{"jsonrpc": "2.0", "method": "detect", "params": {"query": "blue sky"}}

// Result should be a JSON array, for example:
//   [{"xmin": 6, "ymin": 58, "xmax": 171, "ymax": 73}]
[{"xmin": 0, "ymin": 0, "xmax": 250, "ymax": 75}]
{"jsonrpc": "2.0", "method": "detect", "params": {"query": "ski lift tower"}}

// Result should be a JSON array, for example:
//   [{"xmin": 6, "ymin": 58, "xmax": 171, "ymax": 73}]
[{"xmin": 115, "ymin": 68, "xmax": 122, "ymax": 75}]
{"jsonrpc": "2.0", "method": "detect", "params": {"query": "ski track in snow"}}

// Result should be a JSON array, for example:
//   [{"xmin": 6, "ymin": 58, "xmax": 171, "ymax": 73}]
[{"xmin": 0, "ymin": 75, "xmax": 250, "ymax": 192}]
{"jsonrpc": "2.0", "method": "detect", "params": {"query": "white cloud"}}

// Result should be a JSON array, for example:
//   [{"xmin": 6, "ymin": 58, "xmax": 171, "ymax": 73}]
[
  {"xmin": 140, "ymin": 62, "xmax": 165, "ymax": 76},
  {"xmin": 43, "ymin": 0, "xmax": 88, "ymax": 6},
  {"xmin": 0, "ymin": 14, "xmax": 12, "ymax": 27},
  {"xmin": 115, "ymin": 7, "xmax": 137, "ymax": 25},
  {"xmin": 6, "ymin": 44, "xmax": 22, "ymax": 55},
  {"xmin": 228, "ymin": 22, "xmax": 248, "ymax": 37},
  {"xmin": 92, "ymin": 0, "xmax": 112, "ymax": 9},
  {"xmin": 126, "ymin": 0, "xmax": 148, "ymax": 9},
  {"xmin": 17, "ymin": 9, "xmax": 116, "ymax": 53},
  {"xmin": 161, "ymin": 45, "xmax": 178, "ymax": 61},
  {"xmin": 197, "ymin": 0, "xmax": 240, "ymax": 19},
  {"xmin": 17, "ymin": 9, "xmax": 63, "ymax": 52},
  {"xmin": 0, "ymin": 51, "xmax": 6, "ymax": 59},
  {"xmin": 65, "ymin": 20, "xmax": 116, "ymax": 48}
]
################
_What the exercise asks_
From the material above, keep only the lines that contain the string "jsonrpc", and count a line only when the capital and small letters match too.

_Response to the task_
{"jsonrpc": "2.0", "method": "detect", "params": {"query": "blue sky"}}
{"jsonrpc": "2.0", "method": "detect", "params": {"query": "ski lift tower"}}
{"jsonrpc": "2.0", "method": "detect", "params": {"query": "ski track in snow"}}
{"jsonrpc": "2.0", "method": "detect", "params": {"query": "white cloud"}}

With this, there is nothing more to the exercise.